_ACTIVITY_. Nothing but the lines holding the string "front" should appear in the answer. Copy them from the entries.

• • • • • • •

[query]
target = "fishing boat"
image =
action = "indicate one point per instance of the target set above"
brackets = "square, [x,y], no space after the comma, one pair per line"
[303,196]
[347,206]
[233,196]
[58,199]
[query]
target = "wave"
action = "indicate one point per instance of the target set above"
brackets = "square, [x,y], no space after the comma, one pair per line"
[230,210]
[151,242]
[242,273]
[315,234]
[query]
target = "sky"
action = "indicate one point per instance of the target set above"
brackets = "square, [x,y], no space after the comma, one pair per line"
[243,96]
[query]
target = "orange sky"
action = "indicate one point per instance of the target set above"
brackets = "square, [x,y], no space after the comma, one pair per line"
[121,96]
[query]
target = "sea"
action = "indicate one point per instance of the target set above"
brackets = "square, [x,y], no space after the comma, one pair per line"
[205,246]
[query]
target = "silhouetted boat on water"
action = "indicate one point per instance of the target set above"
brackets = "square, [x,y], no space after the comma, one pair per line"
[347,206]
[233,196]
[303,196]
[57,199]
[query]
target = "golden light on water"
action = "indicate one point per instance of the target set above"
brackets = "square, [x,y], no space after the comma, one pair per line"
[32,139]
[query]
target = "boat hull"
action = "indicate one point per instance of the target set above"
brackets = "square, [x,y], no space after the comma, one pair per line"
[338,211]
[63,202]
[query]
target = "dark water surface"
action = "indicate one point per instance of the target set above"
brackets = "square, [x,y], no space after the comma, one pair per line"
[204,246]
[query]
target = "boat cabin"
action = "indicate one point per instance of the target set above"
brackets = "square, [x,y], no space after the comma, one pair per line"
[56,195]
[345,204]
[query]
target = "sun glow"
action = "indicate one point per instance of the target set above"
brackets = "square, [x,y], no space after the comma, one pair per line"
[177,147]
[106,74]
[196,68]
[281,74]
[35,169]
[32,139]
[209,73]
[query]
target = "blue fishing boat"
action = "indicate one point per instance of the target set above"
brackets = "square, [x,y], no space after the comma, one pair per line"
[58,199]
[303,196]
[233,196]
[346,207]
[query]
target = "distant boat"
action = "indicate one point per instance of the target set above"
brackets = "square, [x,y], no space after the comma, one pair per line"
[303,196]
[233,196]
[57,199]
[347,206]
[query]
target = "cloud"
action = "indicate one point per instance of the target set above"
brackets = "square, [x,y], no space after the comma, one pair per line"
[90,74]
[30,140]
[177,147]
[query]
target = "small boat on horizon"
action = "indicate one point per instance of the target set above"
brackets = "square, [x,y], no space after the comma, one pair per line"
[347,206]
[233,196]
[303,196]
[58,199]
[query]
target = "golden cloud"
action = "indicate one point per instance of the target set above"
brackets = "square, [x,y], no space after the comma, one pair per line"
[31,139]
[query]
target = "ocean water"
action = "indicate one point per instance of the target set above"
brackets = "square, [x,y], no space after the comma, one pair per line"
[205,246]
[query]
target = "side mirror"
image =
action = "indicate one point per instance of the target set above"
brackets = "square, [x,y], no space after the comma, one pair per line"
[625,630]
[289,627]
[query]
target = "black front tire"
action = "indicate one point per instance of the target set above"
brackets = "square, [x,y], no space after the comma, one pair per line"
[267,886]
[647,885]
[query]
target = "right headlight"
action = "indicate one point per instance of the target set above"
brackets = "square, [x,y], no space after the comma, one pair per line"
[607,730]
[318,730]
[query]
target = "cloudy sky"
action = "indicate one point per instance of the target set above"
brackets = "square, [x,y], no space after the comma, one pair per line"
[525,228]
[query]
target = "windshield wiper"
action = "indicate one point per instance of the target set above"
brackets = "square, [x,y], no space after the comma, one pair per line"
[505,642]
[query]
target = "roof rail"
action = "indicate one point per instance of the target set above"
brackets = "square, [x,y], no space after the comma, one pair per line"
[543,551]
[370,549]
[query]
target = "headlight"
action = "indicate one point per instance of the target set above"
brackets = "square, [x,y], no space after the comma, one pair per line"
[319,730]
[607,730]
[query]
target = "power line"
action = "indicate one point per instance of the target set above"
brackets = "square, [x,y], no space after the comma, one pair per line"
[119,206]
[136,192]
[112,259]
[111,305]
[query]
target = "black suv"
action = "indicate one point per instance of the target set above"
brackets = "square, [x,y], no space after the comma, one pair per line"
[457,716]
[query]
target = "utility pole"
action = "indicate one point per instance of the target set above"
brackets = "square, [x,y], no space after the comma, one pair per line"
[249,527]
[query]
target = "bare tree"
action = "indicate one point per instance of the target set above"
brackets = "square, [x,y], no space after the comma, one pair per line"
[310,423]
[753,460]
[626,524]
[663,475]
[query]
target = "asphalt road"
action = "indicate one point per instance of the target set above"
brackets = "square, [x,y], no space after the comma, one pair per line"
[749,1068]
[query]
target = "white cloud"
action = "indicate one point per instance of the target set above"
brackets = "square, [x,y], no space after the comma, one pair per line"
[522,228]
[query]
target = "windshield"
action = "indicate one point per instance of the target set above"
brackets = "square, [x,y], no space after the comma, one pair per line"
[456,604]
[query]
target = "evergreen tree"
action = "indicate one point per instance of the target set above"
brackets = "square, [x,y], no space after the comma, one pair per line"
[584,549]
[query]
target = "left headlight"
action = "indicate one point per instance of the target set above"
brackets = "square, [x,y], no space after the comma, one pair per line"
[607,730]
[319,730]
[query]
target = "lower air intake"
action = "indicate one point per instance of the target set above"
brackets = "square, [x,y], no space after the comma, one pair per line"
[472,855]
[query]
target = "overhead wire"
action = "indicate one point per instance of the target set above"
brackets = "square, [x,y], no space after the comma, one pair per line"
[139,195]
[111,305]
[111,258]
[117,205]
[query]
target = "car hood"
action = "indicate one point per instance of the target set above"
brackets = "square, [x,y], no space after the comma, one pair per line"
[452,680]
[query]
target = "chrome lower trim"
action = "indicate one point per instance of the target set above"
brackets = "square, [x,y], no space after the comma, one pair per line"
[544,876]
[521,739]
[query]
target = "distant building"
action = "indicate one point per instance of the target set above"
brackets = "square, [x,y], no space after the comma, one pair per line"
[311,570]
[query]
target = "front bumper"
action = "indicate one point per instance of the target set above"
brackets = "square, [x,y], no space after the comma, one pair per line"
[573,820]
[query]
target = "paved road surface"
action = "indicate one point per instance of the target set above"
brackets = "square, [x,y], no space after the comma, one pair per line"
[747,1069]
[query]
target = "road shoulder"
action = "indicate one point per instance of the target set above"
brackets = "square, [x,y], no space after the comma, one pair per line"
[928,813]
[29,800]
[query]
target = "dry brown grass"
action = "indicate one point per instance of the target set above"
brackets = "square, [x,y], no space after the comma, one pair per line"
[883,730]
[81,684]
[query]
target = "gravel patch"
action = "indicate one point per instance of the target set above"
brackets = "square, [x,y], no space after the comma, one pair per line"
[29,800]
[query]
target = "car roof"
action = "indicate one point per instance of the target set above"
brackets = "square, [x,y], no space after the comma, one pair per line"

• • • • • • •

_COMPLETED EXERCISE_.
target = "black front tire"
target = "front bumper"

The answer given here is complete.